§ Do this
Below are some entries; can you quote all of them exactly?

::::

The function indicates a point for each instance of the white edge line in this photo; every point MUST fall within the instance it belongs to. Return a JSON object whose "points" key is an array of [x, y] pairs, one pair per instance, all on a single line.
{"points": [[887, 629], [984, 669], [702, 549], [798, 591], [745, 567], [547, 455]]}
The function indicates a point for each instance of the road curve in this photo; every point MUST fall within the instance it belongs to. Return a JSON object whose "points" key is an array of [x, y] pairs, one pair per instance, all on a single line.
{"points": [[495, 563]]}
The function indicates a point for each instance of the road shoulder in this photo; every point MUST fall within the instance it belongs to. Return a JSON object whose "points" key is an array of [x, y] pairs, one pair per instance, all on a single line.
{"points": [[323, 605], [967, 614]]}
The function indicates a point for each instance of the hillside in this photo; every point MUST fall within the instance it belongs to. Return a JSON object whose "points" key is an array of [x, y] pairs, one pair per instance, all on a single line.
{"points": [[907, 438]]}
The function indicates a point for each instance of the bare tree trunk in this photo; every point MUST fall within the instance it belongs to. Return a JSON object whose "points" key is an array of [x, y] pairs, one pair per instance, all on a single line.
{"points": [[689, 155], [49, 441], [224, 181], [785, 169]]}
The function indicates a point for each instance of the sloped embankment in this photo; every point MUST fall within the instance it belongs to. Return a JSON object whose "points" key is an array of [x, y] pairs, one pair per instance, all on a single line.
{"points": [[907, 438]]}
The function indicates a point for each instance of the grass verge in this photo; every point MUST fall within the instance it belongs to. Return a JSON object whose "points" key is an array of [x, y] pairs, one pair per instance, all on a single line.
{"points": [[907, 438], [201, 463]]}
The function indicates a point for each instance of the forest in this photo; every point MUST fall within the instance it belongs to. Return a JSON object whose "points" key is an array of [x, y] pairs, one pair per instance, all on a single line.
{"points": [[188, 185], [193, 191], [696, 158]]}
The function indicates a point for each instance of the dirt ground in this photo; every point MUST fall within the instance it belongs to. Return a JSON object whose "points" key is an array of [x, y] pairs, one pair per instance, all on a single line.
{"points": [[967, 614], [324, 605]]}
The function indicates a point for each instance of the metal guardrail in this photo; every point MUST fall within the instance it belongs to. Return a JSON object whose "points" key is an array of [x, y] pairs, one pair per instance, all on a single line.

::::

§ Answer
The function indicates a point for each instance of the white edge line in this photo; every point MUST fall within the instance it belongs to. Return a JSON object whose "points" key is an array of [x, y] pairs, one pair per instance, all on a single line.
{"points": [[887, 629], [984, 669], [702, 549], [798, 591], [745, 567], [547, 455]]}
The function indicates a point for each instance of the road curve in this photo; every point MUST fall within the instance it belongs to. Return a JSON object whose "points" key is an array of [x, y] pairs, one pair per instance, all on a single line.
{"points": [[495, 563]]}
The function indicates a point for each instance of the road shoulder in this photo; every point MUST fall within the instance it belongs to. Return a JSON object whose "points" key is an array of [x, y] pairs, one pair per instance, all on a single line.
{"points": [[323, 605], [967, 614]]}
The function indicates a point for each instance of the hillside in this photo; every point MUST fall within the instance it belongs to. Return a JSON object whose "points" key is an array of [x, y] pairs, one pair per instance, all on a single line.
{"points": [[907, 438]]}
The function indicates a point for each instance of the bare tree trunk in this photo; every point MUST fall within the instance it belongs to. Return a JSON object whose "points" key is an array of [x, y] pairs, one pair per instance, all on a single line.
{"points": [[689, 155], [49, 441], [224, 181], [785, 169]]}
The function indicates a point for each instance of the sloped embankment in this photo; every point MUST fall within the instance it belongs to. Return a JSON object whose "points" key is an array of [x, y] pairs, one pair per instance, all on a single line.
{"points": [[907, 438]]}
The function indicates a point for each instance of the grass verge in this photo; every point MUST fall within the instance it belongs to. Return a JSON object whose "points" key is an array of [x, y] pairs, one pair per instance, all on a single line.
{"points": [[907, 438], [201, 463]]}
The function indicates a point for each instance of the forest in this photo; every point MUST fall within the instance it belongs to. Return a JSON object whose "points" key is an array of [x, y] pairs, one pair per instance, all on a single line.
{"points": [[188, 185], [193, 191], [696, 158]]}
The function indicates a point for each instance of the dirt ground in this photo; every point MUST fall within the instance it belongs to. Return a JSON object whose "points" key is an array of [x, y] pairs, one pair per instance, all on a single line.
{"points": [[967, 614], [324, 605]]}
The function indicates a point for each instance of the metal guardrail in this photo; every point MUST fall within the instance it belongs to. Return a JSON object whose "points" key is an array of [x, y] pairs, one pair per instance, all on a single line.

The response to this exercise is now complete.